# Description of the task
Report every line in the data below that contains the string "downspout"; case matters.

# Items

+++

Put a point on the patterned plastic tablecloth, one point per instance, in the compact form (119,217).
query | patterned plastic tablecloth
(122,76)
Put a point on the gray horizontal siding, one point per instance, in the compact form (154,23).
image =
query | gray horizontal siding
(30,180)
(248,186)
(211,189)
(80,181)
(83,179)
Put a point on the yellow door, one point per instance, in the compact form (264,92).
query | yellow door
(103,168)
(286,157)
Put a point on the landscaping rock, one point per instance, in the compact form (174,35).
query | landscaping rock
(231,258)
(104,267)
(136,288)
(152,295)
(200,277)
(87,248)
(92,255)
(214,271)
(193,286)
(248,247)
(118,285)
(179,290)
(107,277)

+++

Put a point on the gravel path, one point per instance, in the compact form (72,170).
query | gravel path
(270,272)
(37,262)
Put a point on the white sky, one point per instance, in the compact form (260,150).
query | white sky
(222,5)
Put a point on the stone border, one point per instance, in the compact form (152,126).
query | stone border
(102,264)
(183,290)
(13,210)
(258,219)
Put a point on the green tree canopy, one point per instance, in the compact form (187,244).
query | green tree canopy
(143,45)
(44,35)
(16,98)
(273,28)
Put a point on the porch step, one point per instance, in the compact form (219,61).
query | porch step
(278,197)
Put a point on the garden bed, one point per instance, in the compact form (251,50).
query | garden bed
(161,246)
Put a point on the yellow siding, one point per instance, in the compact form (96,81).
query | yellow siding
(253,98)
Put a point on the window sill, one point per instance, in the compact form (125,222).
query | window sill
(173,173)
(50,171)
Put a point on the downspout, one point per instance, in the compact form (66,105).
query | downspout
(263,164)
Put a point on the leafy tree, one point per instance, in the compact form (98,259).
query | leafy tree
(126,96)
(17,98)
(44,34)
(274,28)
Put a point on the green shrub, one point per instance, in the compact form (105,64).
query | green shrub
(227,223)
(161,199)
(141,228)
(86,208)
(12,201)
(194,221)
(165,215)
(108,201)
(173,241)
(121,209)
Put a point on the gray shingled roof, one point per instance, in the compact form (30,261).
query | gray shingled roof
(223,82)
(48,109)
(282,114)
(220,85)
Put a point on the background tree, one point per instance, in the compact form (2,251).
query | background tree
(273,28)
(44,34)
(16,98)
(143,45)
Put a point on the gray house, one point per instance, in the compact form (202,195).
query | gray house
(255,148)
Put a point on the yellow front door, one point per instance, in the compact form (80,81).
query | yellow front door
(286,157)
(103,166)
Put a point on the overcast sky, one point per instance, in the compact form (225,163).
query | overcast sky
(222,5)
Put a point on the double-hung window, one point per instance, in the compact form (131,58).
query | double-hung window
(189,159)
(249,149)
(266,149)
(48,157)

+++

# Finished exercise
Put a point on the downspout, one point per instance, in the compact form (66,105).
query | downspout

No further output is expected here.